[Data entries]
★ ★ ★

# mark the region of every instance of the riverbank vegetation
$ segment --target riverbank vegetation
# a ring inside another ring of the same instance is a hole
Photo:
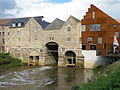
[[[13,58],[9,53],[0,53],[0,70],[21,65],[21,60]]]
[[[102,67],[97,67],[92,80],[73,90],[120,90],[120,60]]]

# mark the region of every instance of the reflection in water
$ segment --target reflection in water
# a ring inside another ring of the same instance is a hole
[[[0,73],[0,90],[70,90],[91,75],[90,69],[74,67],[18,67]]]

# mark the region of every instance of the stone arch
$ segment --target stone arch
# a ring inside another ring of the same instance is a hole
[[[47,50],[46,50],[46,61],[49,60],[49,62],[58,64],[58,47],[59,45],[56,42],[48,42],[45,44]]]
[[[30,52],[29,65],[39,65],[39,52],[37,50]]]
[[[69,64],[76,64],[76,54],[73,51],[66,51],[65,58]]]

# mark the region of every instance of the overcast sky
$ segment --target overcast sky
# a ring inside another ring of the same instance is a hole
[[[72,15],[82,19],[91,3],[113,18],[120,18],[120,0],[0,0],[0,18],[44,16],[51,22]]]

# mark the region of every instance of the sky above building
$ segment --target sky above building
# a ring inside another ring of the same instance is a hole
[[[0,19],[44,16],[66,20],[70,15],[82,19],[90,4],[112,16],[120,18],[120,0],[0,0]]]

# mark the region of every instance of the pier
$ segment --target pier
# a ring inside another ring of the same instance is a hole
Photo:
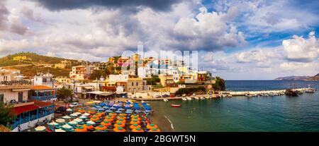
[[[304,92],[308,90],[314,90],[313,88],[296,88],[293,89],[295,91]],[[247,95],[250,95],[253,96],[262,96],[263,95],[268,95],[267,96],[276,96],[276,95],[284,95],[286,90],[259,90],[259,91],[220,91],[218,94],[214,95],[196,95],[196,96],[190,97],[160,97],[160,98],[136,98],[134,100],[136,101],[163,101],[164,99],[168,100],[180,100],[183,98],[191,97],[205,97],[206,99],[210,98],[220,98],[220,97],[232,97],[236,96],[246,96]]]

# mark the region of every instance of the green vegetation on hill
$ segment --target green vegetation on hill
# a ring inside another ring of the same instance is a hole
[[[14,67],[14,68],[20,70],[24,76],[33,76],[37,72],[47,73],[47,71],[55,76],[69,76],[69,71],[71,71],[70,68],[45,68],[35,65]]]
[[[13,58],[16,56],[26,56],[26,59],[15,61]],[[72,63],[67,65],[65,68],[54,68],[55,63],[60,63],[65,60],[71,61]],[[52,67],[44,67],[45,64],[51,64]],[[71,66],[79,64],[81,63],[75,60],[46,56],[31,52],[17,53],[0,59],[0,67],[20,70],[24,76],[33,76],[37,72],[47,73],[47,71],[55,76],[68,76]]]
[[[14,61],[13,58],[16,56],[26,56],[27,59]],[[46,56],[43,55],[38,55],[31,52],[21,52],[0,59],[0,66],[9,66],[23,64],[55,64],[59,63],[62,61],[69,60],[58,57]],[[71,61],[71,60],[69,60]]]

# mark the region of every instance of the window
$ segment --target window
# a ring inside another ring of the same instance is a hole
[[[4,95],[0,95],[0,102],[4,102]]]
[[[23,92],[19,92],[18,93],[18,102],[22,102],[22,101],[23,101]]]

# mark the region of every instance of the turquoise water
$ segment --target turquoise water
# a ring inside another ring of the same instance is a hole
[[[243,87],[245,82],[247,81],[235,83]],[[318,82],[313,83],[318,85]],[[236,97],[150,104],[155,114],[164,115],[171,121],[174,131],[319,131],[318,92],[298,97]],[[173,108],[171,104],[182,106]]]

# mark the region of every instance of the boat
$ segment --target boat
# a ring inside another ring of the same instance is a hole
[[[245,96],[248,97],[252,97],[252,95],[250,95],[250,94],[246,94]]]
[[[191,99],[191,97],[186,97],[187,100],[192,100],[193,99]]]
[[[181,104],[171,104],[172,107],[181,107]]]

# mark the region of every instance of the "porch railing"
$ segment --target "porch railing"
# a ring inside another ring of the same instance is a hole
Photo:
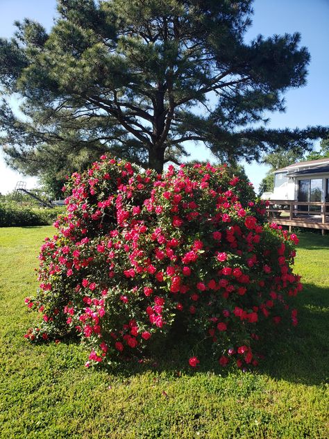
[[[271,199],[268,200],[268,203],[267,211],[269,218],[273,217],[276,220],[280,220],[280,222],[305,220],[305,222],[307,222],[307,220],[314,222],[318,220],[318,223],[329,224],[329,202]],[[301,209],[300,206],[306,206],[307,209]],[[310,208],[314,207],[318,210],[312,210]]]

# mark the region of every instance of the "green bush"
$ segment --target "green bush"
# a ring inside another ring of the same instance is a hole
[[[11,201],[0,203],[0,227],[51,224],[65,208],[33,208]]]

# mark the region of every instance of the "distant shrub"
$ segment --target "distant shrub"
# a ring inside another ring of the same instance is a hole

★ ★ ★

## Objective
Working from the material above, transcribe it exactly while omitting pictures.

## Exercise answer
# mark the region of every instance of the riverbank vegetation
$ segment --target riverbank vegetation
# a ring inside another ring of the same instance is a hole
Photo:
[[[13,58],[9,53],[0,53],[0,70],[21,65],[21,60]]]
[[[102,67],[97,67],[92,80],[73,90],[120,90],[120,60]]]

# mark the region of every instance of the reflection in water
$ segment --target reflection in water
# a ring inside another ring of the same instance is a hole
[[[0,73],[0,90],[70,90],[91,75],[90,69],[74,67],[18,67]]]

# mark the region of every instance of the stone arch
$ segment --target stone arch
# a ring inside another ring of the same instance is a hole
[[[47,50],[46,50],[46,61],[49,60],[49,62],[58,64],[58,47],[59,45],[56,42],[48,42],[45,44]]]
[[[30,52],[29,65],[39,65],[39,52],[37,50]]]
[[[69,64],[76,64],[76,54],[73,51],[66,51],[65,58]]]

# mark the region of every instance of the overcast sky
$ segment --target overcast sky
# a ring inside another ring of the same instance is a hole
[[[72,15],[82,19],[91,3],[113,18],[120,18],[120,0],[0,0],[0,18],[44,16],[51,22]]]

# mark the region of every instance of the sky above building
$ segment --target sky above building
# a ring inside another ring of the same instance is a hole
[[[0,19],[44,16],[66,20],[70,15],[82,19],[90,4],[112,16],[120,18],[120,0],[0,0]]]

# mark the region of every instance of the pier
$ segment --target pier
# a ring inside another ring of the same instance is a hole
Photo:
[[[304,92],[308,90],[314,90],[313,88],[296,88],[293,89],[295,91]],[[247,95],[250,95],[253,96],[262,96],[263,95],[268,95],[267,96],[276,96],[276,95],[284,95],[286,90],[259,90],[259,91],[220,91],[218,94],[214,95],[196,95],[196,96],[190,97],[160,97],[160,98],[136,98],[134,100],[136,101],[163,101],[164,99],[168,100],[180,100],[183,98],[191,97],[205,97],[206,99],[210,98],[220,98],[220,97],[232,97],[236,96],[246,96]]]

# mark the region of every instance of the green vegetation on hill
$ segment --target green vegetation on hill
# a ring inside another ring of the same instance is a hole
[[[14,67],[14,68],[20,70],[24,76],[33,76],[37,72],[47,73],[47,71],[55,76],[69,76],[69,71],[71,71],[70,68],[45,68],[35,65]]]
[[[13,58],[16,56],[26,56],[26,59],[15,61]],[[72,63],[67,65],[65,68],[54,68],[55,63],[60,63],[65,60],[71,61]],[[52,67],[44,67],[45,64],[51,64]],[[71,66],[79,64],[81,63],[75,60],[46,56],[31,52],[17,53],[0,59],[0,67],[20,70],[24,76],[33,76],[37,72],[47,73],[47,71],[55,76],[68,76]]]
[[[14,61],[13,58],[16,56],[26,56],[27,59]],[[46,56],[43,55],[38,55],[31,52],[21,52],[0,59],[0,66],[9,66],[23,64],[55,64],[59,63],[62,61],[69,60],[58,57]],[[71,61],[71,60],[69,60]]]

# mark the region of every instance of the window
$ segment --target window
# a ring inside another ring of the same instance is a hole
[[[4,95],[0,95],[0,102],[4,102]]]
[[[23,92],[19,92],[18,93],[18,102],[22,102],[22,101],[23,101]]]

# mark the region of every instance of the turquoise water
$ segment --target turquoise water
# a ring inside another ring of the same instance is a hole
[[[243,87],[245,82],[247,81],[235,83]],[[318,82],[313,83],[318,85]],[[236,97],[150,104],[155,114],[164,115],[171,121],[174,131],[319,131],[318,92],[298,97]],[[173,108],[171,104],[182,106]]]

# mark the region of every instance of the boat
$ segment --target boat
# a ring inside another ring of the same instance is a hole
[[[245,96],[248,97],[252,97],[252,95],[250,95],[250,94],[246,94]]]
[[[191,99],[191,97],[186,97],[187,100],[192,100],[193,99]]]
[[[181,104],[171,104],[172,107],[181,107]]]

# mark the region of every instance of the "porch railing"
$ segment --target "porch railing"
# a ring inside another ring of the same instance is a hole
Photo:
[[[271,199],[268,200],[268,203],[267,211],[269,218],[273,217],[276,220],[280,220],[280,222],[305,220],[305,222],[307,222],[307,220],[314,222],[318,220],[318,223],[329,224],[329,202]],[[301,209],[300,206],[306,206],[307,209]],[[310,208],[314,207],[318,210],[312,210]]]

# mark the region of every instance of the "green bush"
$ segment --target "green bush"
# a ring inside another ring of the same instance is a hole
[[[11,201],[0,203],[0,227],[51,224],[65,208],[33,208]]]

# mark the region of every instance of the "distant shrub"
$ segment --target "distant shrub"
# a ring inside another ring of the same instance is a hole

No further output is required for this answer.